- Problem:
Reproduce every entry exactly, without alteration.

- Data provided:
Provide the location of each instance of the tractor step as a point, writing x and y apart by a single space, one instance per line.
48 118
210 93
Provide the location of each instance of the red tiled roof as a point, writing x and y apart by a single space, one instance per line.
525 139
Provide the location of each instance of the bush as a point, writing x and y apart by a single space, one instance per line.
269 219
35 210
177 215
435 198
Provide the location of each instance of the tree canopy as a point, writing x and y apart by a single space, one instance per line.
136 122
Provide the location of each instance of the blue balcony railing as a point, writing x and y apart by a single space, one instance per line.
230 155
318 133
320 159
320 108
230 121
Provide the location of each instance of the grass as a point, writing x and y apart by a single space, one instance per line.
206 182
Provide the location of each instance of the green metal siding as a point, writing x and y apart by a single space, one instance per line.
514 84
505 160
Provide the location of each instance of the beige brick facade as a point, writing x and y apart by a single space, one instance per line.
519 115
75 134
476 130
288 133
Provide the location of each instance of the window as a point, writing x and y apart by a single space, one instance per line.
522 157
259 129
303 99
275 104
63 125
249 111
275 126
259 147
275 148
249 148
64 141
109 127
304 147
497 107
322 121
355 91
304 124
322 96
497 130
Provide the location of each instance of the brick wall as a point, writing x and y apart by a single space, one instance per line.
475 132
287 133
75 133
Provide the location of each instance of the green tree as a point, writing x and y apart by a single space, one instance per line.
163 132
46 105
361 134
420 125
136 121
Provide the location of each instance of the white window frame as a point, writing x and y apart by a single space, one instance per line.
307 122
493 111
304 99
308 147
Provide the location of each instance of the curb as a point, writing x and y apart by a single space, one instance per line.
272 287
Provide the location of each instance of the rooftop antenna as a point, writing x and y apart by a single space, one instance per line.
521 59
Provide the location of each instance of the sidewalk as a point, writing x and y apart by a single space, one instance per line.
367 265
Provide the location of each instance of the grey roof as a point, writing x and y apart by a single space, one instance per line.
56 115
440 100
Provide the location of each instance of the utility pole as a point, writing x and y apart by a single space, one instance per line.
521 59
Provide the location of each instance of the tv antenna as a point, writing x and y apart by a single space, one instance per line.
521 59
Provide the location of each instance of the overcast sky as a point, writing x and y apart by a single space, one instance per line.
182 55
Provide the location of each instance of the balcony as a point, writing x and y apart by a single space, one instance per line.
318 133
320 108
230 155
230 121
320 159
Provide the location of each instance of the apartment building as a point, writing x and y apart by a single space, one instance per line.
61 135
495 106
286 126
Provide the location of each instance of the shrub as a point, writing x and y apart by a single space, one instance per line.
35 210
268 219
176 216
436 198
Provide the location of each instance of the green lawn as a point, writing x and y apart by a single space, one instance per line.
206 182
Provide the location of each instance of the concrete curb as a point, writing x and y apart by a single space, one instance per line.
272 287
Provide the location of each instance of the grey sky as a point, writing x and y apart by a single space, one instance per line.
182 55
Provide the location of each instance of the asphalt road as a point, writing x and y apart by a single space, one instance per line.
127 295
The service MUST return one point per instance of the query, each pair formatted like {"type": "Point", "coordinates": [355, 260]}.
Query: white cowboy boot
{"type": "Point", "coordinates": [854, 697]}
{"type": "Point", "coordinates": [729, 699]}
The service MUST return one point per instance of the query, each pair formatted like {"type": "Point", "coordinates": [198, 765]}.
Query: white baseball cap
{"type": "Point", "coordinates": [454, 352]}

- Your response:
Provide the location of each instance of the tractor step as a point, writing x and y apart by a single space, one instance per line.
48 118
210 93
Provide the location of each instance of the red tiled roof as a point, writing x and y apart by a single space, one instance per line.
525 139
Provide the location of each instance of the bush as a point, writing x and y apart by a single space, one instance per line.
269 219
35 210
177 215
435 198
Provide the location of each instance of the tree canopy as a point, writing x and y apart by a single space, one instance per line.
136 122
Provide the location of each instance of the blue balcony railing as a point, writing x and y apart by a single space, one instance per line.
230 155
318 133
320 159
320 108
230 121
Provide the location of each instance of the grass as a point, writing x and y apart by a single space, one instance per line.
206 182
Provide the location of each instance of the green metal siding as a point, writing x and y apart by a single space, one instance per line.
514 84
505 160
Provide the location of each instance of the beige brick facade as a point, writing x and y apart by a single space, one instance per line.
519 115
75 134
476 130
288 133
Provide the location of each instance of the window as a point, writing x and y apart by a single space, one instance per line.
522 157
259 129
303 99
275 104
63 125
249 111
275 126
259 147
275 148
249 148
64 141
109 127
304 147
497 107
322 121
355 91
304 124
322 96
497 130
Provide the location of each instance of the brick wall as a point, writing x and y apart by a single space, one instance per line.
475 132
287 133
75 133
Provide the location of each instance of the green tree as a point, writing x and y apart by a single space, one instance per line.
163 132
46 105
361 134
420 125
136 121
Provide the location of each instance of the white window frame as a point, writing x and y apart by a single space, one instance per line.
307 122
493 111
304 99
308 147
Provide the location of each instance of the curb as a point, writing x and y apart by a single space, one instance per line.
272 287
Provide the location of each instance of the rooftop antenna as a point, writing x and y apart by a single space, one instance per line.
521 59
Provide the location of each instance of the sidewalk as a point, writing x and y apart by a single space, one instance per line.
367 265
Provide the location of each instance of the grey roof as a point, writing x and y apart by a single space, one instance per line.
56 115
440 100
Provide the location of each instance of the utility pole as a point, writing x and y apart by a single space, one instance per line.
521 59
Provide the location of each instance of the tv antenna as a point, writing x and y apart by a single space, one instance per line.
521 59
Provide the location of each instance of the overcast sky as a point, writing x and y apart by a single space, one instance per line.
182 55
Provide the location of each instance of the balcony as a point, writing x and y apart by a single space, one instance per line.
318 133
320 108
230 155
230 121
320 159
Provide the location of each instance of the apartment building as a point, writing x and y apart by a single space, one instance per line.
61 135
495 106
286 126
Provide the location of each instance of the shrub as a point, writing x and y apart by a single space, one instance per line.
35 210
268 219
176 216
436 198
Provide the location of each instance of the green lawn as a point, writing x and y apart by a single space, one instance per line.
206 182
Provide the location of each instance of the concrete curb as a point, writing x and y apart by a single space, one instance per line.
272 287
Provide the location of each instance of the grey sky as a point, writing x and y apart by a single space, one instance per line.
182 55
Provide the location of each instance of the asphalt road as a point, writing x and y apart by a single space, one instance per line.
127 295
The service MUST return one point per instance of the query, each pair formatted like {"type": "Point", "coordinates": [355, 260]}.
Query: white cowboy boot
{"type": "Point", "coordinates": [854, 697]}
{"type": "Point", "coordinates": [729, 699]}
The service MUST return one point per instance of the query, each pair formatted like {"type": "Point", "coordinates": [198, 765]}.
Query: white baseball cap
{"type": "Point", "coordinates": [454, 352]}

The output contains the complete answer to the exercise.